**ACTIVITY**
Copy out, from the data, each line containing the string "laptop".

**MATERIAL SUPPLIED**
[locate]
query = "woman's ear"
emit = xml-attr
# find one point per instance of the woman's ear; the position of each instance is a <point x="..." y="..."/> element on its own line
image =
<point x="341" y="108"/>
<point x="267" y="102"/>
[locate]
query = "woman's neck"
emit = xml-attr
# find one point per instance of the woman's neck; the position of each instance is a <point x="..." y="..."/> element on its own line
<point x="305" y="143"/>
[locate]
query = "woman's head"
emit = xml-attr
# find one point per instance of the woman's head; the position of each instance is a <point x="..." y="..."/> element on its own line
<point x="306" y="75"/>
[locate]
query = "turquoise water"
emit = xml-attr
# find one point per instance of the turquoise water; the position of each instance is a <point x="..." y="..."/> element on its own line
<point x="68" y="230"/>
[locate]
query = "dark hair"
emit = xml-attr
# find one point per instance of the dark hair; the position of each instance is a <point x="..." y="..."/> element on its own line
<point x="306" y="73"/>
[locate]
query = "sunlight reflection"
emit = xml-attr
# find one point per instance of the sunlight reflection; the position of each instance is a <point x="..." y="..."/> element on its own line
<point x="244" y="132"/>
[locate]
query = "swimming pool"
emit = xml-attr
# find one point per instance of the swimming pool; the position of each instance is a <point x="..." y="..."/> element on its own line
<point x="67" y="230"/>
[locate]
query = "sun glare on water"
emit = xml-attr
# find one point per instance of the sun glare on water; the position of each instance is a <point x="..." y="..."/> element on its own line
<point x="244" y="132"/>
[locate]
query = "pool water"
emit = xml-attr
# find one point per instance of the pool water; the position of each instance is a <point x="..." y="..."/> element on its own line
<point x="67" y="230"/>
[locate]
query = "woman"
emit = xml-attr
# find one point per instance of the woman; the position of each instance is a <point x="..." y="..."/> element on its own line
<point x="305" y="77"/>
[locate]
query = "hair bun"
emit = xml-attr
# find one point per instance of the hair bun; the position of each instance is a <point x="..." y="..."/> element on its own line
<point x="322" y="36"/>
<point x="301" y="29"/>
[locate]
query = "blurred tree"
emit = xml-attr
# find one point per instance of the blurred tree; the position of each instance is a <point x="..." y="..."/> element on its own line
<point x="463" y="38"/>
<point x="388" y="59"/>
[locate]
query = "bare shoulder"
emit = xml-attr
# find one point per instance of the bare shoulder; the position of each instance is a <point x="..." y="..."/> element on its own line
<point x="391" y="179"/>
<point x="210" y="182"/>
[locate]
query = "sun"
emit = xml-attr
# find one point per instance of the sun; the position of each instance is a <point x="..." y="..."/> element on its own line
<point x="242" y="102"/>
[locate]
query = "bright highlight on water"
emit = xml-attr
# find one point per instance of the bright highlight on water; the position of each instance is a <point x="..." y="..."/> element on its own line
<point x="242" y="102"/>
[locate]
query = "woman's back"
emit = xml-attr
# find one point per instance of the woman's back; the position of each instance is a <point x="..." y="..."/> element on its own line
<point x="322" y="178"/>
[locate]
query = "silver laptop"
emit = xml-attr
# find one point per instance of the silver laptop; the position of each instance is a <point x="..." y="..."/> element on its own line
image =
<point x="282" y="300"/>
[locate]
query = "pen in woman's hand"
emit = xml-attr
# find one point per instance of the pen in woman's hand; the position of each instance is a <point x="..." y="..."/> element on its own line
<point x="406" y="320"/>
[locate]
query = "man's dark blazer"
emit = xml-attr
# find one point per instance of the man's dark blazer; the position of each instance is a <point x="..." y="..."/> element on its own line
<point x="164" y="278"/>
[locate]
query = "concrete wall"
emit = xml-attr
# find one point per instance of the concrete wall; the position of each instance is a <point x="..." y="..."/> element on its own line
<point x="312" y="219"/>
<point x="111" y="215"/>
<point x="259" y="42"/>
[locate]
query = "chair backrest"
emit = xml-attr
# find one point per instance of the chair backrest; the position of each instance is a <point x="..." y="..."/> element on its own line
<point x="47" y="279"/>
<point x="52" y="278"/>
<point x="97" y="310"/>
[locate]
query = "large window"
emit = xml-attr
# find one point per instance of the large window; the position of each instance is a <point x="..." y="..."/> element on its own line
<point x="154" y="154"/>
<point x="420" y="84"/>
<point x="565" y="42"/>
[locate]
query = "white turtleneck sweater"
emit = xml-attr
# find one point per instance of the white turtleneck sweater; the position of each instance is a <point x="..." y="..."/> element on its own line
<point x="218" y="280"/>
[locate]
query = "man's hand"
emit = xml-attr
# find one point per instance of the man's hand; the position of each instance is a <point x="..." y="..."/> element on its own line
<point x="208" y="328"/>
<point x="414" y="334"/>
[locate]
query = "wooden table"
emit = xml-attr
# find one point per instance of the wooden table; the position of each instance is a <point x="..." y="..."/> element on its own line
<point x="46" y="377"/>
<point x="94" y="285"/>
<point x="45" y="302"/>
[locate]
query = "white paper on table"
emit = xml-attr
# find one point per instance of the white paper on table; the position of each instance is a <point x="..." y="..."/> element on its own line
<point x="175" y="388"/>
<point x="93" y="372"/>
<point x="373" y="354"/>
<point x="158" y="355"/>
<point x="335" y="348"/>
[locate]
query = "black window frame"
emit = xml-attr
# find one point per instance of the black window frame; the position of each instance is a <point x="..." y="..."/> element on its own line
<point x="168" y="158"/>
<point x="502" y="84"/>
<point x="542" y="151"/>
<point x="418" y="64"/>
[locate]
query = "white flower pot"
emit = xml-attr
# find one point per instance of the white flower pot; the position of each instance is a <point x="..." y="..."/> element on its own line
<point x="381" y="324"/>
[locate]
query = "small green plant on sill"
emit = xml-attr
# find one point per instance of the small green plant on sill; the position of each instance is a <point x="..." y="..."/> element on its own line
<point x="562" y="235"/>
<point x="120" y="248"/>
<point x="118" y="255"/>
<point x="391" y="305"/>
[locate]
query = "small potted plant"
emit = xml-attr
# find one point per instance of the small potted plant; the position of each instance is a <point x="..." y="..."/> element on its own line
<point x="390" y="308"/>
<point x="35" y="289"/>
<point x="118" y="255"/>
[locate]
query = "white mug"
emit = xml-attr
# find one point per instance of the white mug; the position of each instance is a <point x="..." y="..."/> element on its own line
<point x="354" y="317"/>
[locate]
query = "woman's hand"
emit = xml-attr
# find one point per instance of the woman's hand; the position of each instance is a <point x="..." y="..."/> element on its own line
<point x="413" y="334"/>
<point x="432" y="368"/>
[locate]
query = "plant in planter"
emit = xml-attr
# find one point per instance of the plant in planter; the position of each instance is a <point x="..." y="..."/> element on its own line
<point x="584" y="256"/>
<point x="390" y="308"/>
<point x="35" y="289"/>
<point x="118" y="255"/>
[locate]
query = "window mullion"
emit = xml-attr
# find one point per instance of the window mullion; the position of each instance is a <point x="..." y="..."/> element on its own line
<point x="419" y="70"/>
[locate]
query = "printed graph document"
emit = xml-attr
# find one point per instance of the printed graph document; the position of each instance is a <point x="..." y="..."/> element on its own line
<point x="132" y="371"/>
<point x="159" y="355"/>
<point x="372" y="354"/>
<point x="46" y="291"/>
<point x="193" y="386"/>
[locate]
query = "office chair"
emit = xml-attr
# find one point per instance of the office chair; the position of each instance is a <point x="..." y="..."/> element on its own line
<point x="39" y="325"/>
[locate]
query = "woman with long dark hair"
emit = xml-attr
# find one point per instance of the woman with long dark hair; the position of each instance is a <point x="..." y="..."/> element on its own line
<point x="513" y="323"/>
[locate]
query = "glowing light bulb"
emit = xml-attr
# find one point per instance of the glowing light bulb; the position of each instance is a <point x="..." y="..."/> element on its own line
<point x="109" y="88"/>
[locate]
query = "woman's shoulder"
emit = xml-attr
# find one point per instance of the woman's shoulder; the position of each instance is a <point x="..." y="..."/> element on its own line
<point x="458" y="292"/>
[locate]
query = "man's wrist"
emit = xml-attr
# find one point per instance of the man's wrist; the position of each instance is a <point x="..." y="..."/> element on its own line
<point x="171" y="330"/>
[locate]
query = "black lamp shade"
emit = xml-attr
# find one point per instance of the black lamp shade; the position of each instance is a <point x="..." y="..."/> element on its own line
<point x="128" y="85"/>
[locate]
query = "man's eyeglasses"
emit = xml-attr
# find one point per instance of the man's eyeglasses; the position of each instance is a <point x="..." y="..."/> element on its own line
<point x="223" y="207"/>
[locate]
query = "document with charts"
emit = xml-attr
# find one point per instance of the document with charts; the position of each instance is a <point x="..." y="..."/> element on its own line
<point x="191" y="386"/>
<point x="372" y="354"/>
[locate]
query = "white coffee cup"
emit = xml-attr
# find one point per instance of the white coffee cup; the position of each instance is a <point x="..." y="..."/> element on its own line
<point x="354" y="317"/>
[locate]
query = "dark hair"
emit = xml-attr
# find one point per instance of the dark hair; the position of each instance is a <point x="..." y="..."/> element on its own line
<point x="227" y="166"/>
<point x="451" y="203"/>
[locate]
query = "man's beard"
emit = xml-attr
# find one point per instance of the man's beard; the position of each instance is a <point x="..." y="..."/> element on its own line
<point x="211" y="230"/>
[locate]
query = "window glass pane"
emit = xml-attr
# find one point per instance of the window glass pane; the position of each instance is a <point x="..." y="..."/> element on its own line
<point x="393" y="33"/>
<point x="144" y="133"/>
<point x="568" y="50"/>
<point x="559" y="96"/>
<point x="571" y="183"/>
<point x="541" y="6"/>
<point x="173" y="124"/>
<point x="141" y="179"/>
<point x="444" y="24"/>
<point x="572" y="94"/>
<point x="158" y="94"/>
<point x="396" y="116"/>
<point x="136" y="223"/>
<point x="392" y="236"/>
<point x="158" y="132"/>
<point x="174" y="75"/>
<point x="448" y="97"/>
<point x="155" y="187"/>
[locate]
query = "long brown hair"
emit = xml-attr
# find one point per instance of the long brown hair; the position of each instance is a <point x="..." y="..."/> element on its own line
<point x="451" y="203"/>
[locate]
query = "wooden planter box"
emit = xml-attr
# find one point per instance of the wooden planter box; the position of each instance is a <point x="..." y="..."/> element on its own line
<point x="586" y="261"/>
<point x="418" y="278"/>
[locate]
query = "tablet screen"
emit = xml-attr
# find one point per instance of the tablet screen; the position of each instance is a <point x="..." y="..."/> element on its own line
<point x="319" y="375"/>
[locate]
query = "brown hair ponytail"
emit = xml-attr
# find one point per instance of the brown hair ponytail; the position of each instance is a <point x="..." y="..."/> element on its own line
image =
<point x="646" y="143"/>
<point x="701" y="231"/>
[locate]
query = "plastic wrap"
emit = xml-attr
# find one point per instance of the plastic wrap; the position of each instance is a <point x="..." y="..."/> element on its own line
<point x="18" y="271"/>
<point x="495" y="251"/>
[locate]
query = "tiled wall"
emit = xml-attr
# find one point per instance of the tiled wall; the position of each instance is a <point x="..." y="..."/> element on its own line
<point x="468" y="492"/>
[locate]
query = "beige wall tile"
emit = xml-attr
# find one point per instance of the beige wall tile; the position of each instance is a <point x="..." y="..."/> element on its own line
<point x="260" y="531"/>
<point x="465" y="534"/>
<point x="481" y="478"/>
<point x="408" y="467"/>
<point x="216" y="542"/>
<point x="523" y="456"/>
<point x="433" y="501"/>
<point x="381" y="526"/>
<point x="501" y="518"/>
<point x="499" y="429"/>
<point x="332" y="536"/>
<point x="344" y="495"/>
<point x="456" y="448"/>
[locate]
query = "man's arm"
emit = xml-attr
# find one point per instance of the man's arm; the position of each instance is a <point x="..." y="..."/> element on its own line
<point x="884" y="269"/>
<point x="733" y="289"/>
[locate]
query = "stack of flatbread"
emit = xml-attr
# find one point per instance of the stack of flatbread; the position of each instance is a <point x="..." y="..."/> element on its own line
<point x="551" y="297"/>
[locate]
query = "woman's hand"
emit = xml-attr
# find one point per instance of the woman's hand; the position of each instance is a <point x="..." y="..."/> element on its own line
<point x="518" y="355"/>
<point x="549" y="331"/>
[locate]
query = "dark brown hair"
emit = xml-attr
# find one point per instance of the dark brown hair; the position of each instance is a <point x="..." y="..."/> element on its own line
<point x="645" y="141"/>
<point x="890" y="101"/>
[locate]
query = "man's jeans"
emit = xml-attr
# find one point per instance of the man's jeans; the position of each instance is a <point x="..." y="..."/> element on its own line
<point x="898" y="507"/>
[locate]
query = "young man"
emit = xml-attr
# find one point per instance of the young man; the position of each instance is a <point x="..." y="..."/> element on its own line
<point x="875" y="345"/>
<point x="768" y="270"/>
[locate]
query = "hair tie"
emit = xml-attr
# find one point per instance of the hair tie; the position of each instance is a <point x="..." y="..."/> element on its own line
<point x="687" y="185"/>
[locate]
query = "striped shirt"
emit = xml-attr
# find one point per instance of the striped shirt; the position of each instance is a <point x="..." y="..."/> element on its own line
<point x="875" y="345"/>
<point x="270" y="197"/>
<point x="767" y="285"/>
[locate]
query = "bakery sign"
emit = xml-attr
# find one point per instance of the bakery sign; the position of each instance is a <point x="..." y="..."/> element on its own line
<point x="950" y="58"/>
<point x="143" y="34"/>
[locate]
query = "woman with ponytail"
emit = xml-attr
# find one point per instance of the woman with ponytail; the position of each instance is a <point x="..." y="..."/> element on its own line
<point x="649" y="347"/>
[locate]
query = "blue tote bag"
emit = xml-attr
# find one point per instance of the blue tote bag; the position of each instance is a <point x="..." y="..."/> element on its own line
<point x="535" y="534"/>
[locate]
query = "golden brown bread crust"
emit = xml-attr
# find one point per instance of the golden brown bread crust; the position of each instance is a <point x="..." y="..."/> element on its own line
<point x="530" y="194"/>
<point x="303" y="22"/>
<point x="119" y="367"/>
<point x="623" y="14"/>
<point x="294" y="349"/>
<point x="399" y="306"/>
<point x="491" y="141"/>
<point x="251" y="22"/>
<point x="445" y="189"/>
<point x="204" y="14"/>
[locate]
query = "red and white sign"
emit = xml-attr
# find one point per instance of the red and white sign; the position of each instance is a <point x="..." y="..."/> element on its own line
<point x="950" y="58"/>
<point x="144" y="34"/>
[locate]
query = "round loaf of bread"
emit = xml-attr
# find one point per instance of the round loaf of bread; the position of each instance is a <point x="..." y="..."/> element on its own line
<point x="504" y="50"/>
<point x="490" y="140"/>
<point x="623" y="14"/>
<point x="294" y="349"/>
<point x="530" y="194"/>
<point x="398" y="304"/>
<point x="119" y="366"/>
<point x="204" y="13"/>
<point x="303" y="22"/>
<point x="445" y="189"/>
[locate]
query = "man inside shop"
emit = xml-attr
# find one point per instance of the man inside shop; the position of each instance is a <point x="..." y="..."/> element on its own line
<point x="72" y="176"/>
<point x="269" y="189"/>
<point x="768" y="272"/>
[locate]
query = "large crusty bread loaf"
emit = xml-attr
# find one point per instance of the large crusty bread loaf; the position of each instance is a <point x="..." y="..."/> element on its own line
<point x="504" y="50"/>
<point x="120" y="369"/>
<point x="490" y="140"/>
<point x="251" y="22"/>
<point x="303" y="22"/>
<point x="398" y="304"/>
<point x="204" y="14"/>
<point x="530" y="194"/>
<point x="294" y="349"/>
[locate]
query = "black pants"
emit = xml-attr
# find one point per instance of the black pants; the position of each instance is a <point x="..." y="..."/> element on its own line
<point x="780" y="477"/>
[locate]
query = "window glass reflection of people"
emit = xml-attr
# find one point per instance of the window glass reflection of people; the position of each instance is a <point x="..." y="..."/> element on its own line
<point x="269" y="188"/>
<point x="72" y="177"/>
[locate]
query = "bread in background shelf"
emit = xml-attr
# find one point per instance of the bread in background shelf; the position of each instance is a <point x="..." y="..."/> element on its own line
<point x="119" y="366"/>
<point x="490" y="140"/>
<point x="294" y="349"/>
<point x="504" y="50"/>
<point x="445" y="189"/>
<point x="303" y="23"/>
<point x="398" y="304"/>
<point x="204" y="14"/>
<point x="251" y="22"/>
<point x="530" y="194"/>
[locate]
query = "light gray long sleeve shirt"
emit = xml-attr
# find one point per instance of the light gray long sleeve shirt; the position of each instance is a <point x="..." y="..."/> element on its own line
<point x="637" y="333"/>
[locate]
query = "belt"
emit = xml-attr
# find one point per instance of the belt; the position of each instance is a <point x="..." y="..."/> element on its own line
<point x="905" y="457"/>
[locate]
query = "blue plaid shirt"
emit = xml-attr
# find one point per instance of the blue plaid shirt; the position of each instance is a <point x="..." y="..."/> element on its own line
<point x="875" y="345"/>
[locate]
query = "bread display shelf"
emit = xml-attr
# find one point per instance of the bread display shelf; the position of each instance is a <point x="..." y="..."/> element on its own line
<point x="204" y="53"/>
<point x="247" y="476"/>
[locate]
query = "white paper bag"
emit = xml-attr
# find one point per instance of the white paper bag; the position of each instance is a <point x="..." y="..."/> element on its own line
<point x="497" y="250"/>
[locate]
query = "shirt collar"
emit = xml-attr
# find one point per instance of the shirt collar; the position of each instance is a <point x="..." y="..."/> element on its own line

**OUTPUT**
query = "silver laptop"
# find one point per instance of the silver laptop; the position of each instance is a <point x="..." y="..."/> element on its own line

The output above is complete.